* [Excerpt provided]:
When the rodents are moved from backyards to wild areas, they make their new watersheds better for fish
A beaver peers out of a Hancock live trap after being captured by Molly Alves, a biologist with the Tulalip Tribe in Washington.
On a bright day in a suburban Seattle backyard, a very confused beaver peers out of a wire trap. His crime? Flooding a creek behind a home and causing property damage, an increasingly common occurrence in the region. Confused, the rodent squints and watches as Molly Alves, a biologist with the Tulalip Tribe, slowly wades up to him, picks him up—trap and all—and loads him into the back of her white pickup.
Alves is now set to perform an environmental switcheroo: She’s going to take the beaver out of the urban environment of western Washington and move him eastward to remote headwaters in the Mt. Baker-Snoqualmie National Forest. She’s hoping that there, the beaver will create dams that turn the wild landscape back into a maze of wetlands that benefit wildlife from mosquitoes to brown bears, and to fish — including endangered salmon.

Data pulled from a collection
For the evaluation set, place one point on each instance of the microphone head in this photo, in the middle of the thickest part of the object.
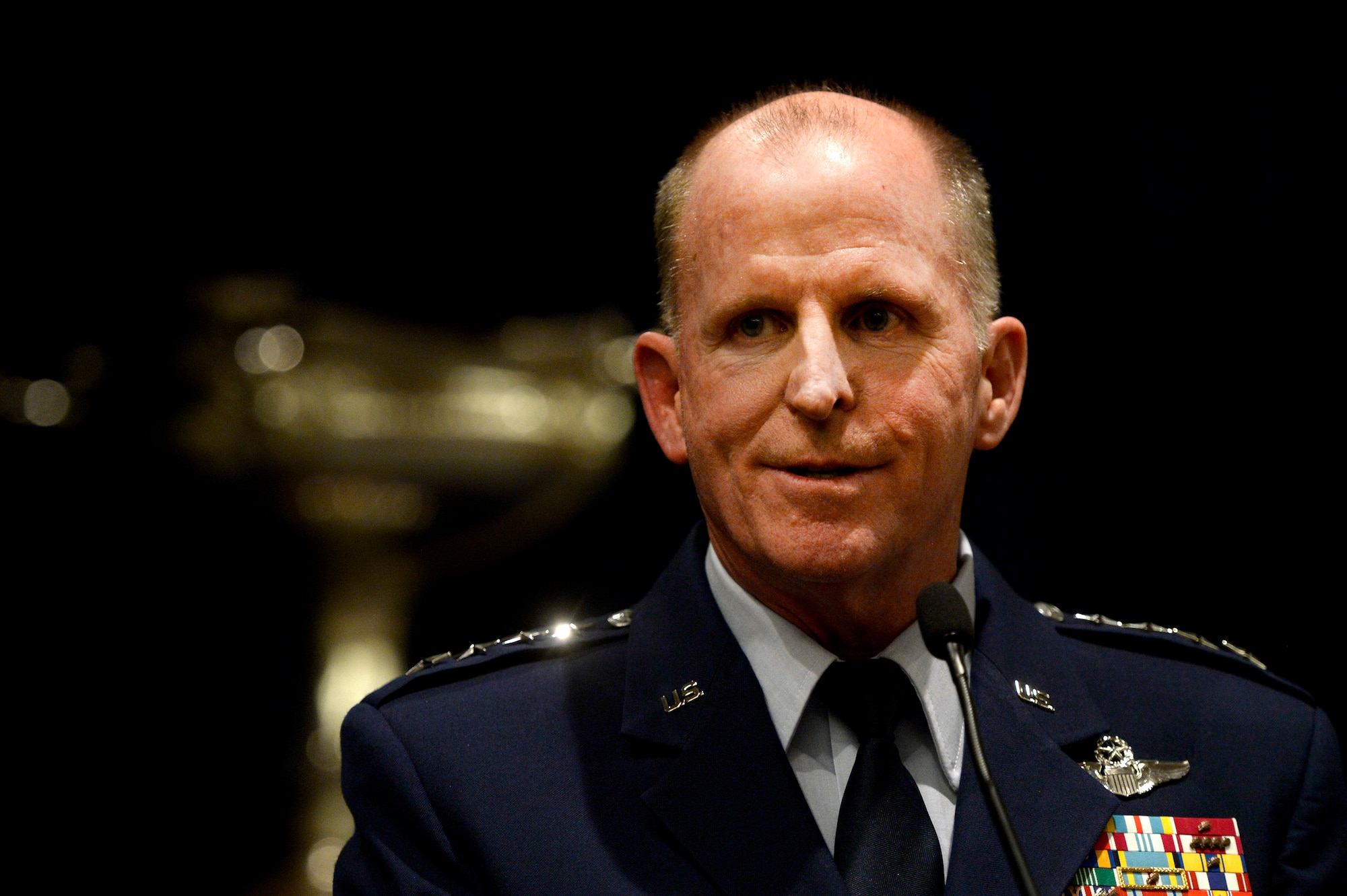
(944, 617)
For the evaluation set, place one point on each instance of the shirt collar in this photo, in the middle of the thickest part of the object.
(789, 662)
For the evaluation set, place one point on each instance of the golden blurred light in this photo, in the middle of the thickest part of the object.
(270, 350)
(323, 863)
(46, 403)
(608, 417)
(363, 504)
(354, 669)
(281, 349)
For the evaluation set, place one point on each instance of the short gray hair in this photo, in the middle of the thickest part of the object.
(965, 184)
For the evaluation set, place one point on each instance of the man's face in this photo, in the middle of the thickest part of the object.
(828, 368)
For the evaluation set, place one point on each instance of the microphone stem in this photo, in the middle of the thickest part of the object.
(989, 789)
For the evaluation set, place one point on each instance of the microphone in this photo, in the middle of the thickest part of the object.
(948, 631)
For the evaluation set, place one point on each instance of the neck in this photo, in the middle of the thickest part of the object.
(855, 618)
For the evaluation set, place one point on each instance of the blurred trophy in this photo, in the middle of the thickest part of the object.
(406, 452)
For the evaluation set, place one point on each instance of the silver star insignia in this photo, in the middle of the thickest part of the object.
(1124, 774)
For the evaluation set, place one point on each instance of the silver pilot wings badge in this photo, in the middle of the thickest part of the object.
(1125, 776)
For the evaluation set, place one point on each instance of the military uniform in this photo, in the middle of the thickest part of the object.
(635, 755)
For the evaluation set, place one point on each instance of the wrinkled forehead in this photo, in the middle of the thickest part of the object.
(852, 148)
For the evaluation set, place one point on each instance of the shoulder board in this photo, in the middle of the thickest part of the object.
(1101, 622)
(522, 642)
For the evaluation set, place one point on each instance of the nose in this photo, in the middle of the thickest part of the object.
(818, 382)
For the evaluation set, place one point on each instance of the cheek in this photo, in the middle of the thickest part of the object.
(724, 409)
(931, 411)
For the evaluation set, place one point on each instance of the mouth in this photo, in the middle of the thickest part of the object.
(824, 473)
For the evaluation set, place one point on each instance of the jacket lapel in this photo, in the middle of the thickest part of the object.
(731, 797)
(1058, 811)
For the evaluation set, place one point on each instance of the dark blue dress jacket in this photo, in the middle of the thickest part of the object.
(552, 767)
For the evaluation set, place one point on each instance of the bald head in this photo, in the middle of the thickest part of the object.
(771, 144)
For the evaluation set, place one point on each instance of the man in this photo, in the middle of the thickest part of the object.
(767, 719)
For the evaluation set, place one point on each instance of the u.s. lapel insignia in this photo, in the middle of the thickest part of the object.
(1125, 776)
(682, 696)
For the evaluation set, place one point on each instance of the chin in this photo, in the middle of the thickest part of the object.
(826, 553)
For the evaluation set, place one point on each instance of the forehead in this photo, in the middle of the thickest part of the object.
(860, 167)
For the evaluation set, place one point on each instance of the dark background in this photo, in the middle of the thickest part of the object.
(1171, 241)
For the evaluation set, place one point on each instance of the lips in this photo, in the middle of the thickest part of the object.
(824, 473)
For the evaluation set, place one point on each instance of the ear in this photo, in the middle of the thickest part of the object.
(657, 377)
(1003, 381)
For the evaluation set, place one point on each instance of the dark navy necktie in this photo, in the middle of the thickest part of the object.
(886, 841)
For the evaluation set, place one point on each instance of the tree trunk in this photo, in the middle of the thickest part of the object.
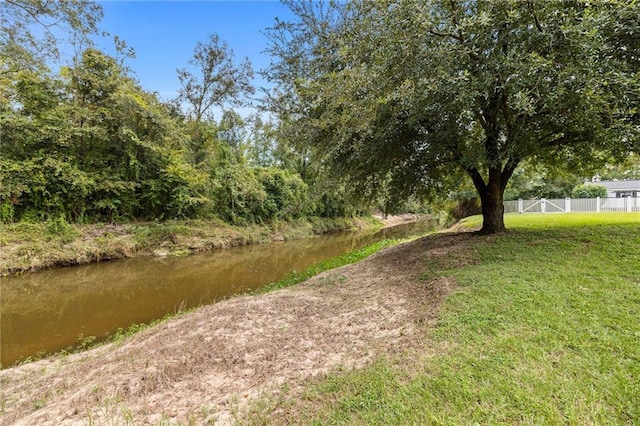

* [What to do]:
Write a continuation of the beaver relocation article, starting after its final sentence.

* [Reply]:
Alves helped launch the Tulalip Beaver Project in 2014 with the aim of using beavers to boost declining salmon numbers. Since the low-cost project began, scientists have relocated more than 200 “nuisance” beavers, as they are called, and created dozens of salmon-friendly beaver ponds. While scientists don’t have statistics on salmon population changes after beaver reintroductions, they say anecdotal evidence shows the rodents reshape the landscape in a way that’s fostering more fish. Now they’re set to expand their easily scalable work into new watersheds in western Washington, and other groups in the Pacific Northwest are picking up on their successful tactics too. “I’ve heard multiple people say that Washington is kind of a leader in beaver projects,” says Kodi Jo Jaspers, a Trout Unlimited employee and manager of the recently-launched Wenatchee Beaver Project on the other side of the Cascades.
The reintroductions are important because the outlook for wild salmon is dire, especially in the Pacific Northwest. About a third of salmon and steelhead populations on the West Coast have already gone extinct according to a 2007 study in Conservation Biology. Today, 14 more populations out of 131 remaining are at risk of extinction in Washington alone, according to a 2020 report produced by the governor’s salmon recovery office. In the heavily populated Puget Sound area, only one of 22 different populations of chinook salmon—the largest species—has exceeded population goals set by NOAA in 2007.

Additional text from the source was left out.